### Dataset rows
○ ○ ○ ○ ○

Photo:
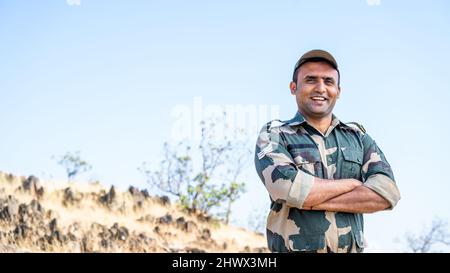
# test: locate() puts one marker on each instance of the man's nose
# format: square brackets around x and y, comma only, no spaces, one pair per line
[320,87]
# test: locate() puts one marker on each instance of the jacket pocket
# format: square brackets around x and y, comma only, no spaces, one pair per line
[307,242]
[307,160]
[352,163]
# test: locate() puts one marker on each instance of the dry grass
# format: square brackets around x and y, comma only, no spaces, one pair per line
[50,216]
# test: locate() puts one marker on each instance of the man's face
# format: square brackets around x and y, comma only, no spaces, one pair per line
[316,90]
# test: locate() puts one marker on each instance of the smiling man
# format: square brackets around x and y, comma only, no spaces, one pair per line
[321,174]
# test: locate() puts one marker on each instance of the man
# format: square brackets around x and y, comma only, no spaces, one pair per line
[321,174]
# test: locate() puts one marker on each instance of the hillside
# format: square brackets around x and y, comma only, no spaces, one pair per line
[44,216]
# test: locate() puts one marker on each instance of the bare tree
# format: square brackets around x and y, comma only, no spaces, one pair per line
[437,234]
[210,187]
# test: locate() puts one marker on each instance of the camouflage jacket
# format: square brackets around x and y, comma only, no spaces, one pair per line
[289,155]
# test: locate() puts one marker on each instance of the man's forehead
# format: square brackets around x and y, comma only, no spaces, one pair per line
[317,69]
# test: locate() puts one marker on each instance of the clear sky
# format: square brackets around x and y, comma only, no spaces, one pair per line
[104,77]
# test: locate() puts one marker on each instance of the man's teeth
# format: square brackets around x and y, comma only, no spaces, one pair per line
[318,98]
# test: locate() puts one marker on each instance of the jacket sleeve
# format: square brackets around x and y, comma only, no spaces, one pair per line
[277,170]
[377,173]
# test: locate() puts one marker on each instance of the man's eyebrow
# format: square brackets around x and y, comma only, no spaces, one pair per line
[317,77]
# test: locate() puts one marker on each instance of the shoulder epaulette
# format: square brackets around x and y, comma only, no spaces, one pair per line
[356,126]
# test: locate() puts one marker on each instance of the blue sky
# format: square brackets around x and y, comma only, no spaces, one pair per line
[103,77]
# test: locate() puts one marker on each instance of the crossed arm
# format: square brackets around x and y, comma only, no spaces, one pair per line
[344,195]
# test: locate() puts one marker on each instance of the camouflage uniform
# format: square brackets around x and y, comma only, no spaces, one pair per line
[289,155]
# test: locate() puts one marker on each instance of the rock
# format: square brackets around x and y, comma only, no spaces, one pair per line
[119,233]
[145,194]
[32,184]
[69,197]
[108,198]
[166,219]
[206,234]
[194,250]
[53,225]
[163,200]
[157,229]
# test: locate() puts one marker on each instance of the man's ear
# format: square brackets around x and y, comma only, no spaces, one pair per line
[293,87]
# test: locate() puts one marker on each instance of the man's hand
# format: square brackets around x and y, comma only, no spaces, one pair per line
[360,200]
[323,190]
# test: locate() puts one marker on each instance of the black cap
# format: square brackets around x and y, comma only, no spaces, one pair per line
[315,55]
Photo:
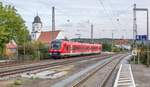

○ ○ ○ ○ ○

Please lay out as a Markdown table, with the columns No. and Line, the lines starting with the line containing "the man's ear" and going on through the end of the rows, skipping blank lines. Leave the pictures out of the answer.

| No. | Line |
|---|---|
| 1 | # test: locate() puts one marker on each instance of the man's ear |
| 2 | # format: square brackets around x and y, comma only, no spaces, one pair per line |
| 3 | [293,87] |
| 4 | # test: locate() puts one marker on each instance of the man's hand |
| 5 | # format: square brackets around x and y, comma only, no spaces, one pair per line |
| 6 | [360,200] |
| 7 | [323,190] |
| 8 | # test: locate() puts one marker on each instance of the black cap |
| 9 | # format: square brackets around x and y, comma only, no spaces, one pair per line |
| 10 | [315,55] |
| 11 | Photo: |